DIRECTION » Which lines in the listing below contain the string "target"? Show each of them in full.

RECORD SET »
• • •
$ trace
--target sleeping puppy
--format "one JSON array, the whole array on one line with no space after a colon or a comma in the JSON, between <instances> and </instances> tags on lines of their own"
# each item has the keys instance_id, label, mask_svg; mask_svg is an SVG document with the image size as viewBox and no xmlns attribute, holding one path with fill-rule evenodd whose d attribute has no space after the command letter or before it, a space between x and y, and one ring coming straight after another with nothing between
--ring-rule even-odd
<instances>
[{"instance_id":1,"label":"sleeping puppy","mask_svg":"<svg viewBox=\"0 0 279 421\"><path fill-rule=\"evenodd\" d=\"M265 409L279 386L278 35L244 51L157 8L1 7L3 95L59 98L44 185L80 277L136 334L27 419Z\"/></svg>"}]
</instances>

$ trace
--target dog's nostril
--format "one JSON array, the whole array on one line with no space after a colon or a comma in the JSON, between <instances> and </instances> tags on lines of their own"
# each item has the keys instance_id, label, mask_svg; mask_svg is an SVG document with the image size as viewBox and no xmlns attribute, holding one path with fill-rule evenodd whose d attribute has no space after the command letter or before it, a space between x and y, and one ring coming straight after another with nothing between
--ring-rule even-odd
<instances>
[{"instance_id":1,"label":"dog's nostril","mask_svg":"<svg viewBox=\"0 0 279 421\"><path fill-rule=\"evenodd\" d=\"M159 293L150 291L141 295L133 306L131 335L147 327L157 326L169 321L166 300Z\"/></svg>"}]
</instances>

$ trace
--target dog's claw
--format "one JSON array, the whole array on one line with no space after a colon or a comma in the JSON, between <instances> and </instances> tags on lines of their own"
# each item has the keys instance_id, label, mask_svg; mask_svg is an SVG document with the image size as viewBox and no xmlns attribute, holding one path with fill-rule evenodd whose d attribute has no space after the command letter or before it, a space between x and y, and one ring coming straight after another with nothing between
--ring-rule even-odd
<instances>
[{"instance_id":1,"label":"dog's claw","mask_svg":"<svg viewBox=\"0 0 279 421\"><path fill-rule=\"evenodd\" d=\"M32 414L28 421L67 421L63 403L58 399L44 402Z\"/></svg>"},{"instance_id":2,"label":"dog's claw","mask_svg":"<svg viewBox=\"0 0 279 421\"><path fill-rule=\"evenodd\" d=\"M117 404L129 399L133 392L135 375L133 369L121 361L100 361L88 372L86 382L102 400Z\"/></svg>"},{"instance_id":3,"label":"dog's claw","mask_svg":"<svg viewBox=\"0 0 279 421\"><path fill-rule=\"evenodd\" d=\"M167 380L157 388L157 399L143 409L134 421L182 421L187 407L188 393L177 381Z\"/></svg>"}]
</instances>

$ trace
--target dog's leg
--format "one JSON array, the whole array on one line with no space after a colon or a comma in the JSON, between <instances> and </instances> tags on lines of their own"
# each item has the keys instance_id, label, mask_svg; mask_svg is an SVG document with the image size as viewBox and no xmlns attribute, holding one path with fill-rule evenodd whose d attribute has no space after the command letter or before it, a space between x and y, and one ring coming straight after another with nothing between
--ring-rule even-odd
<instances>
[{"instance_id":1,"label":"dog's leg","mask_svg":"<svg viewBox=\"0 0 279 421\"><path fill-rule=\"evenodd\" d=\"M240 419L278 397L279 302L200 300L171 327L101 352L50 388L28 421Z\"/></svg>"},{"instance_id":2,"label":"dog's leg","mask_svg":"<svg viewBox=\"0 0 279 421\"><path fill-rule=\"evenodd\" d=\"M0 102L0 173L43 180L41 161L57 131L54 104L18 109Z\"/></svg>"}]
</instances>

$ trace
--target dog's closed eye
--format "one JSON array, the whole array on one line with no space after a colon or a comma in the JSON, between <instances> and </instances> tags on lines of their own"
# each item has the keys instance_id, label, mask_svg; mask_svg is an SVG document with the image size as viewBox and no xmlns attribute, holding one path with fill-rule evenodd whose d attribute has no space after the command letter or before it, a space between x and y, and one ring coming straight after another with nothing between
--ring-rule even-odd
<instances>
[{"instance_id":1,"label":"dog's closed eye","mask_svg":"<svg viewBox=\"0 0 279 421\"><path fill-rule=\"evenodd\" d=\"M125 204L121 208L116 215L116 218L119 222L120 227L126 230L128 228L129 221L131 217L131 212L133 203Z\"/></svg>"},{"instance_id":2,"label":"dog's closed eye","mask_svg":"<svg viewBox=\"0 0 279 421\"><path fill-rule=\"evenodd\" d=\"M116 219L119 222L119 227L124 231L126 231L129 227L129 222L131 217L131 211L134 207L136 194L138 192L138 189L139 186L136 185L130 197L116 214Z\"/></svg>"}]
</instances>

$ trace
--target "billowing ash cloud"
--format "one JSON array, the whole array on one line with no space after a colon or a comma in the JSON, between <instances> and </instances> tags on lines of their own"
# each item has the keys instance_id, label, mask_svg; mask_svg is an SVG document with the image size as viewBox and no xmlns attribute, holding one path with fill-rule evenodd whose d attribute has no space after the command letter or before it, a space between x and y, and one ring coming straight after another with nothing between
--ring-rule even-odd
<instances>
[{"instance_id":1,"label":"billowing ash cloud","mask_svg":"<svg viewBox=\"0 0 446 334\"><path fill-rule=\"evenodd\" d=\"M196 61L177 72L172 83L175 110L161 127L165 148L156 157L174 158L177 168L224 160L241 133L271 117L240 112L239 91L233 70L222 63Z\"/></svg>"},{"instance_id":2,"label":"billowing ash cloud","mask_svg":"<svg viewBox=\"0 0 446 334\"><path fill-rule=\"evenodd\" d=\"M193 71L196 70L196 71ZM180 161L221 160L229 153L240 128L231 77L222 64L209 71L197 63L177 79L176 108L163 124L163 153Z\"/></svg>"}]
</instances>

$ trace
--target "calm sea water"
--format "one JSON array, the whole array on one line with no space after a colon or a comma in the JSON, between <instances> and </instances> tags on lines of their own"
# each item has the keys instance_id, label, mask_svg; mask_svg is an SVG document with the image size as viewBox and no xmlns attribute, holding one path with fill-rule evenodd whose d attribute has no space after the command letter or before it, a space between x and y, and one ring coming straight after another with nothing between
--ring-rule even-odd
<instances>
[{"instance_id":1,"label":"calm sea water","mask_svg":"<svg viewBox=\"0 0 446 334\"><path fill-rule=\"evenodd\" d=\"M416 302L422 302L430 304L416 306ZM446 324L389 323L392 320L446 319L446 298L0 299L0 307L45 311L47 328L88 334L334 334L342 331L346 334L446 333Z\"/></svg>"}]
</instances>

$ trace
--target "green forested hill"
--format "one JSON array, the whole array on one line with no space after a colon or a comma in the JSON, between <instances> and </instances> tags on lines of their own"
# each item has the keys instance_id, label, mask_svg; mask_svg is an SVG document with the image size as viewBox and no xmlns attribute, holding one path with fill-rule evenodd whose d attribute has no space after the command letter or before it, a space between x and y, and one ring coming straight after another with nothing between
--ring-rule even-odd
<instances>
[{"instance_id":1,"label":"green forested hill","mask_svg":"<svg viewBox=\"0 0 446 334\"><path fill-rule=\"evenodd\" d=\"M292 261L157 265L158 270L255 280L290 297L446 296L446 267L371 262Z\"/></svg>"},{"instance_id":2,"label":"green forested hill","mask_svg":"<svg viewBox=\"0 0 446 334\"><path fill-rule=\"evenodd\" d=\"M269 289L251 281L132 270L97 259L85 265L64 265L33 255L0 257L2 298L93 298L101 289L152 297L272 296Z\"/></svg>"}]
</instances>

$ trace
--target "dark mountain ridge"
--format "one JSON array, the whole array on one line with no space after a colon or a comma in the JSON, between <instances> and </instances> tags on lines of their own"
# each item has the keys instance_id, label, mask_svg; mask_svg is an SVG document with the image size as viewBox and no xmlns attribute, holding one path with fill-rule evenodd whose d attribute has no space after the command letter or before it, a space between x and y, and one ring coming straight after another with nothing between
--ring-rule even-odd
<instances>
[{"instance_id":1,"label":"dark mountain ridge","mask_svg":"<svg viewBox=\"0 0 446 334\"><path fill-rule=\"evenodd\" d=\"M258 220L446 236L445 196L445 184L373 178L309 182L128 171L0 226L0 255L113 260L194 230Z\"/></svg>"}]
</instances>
• • •
OUTPUT FOR THIS EXERCISE »
--target sleeping puppy
--target dog's nostril
--target dog's claw
--target dog's leg
--target dog's closed eye
--target "billowing ash cloud"
--target "calm sea water"
--target "green forested hill"
--target "dark mountain ridge"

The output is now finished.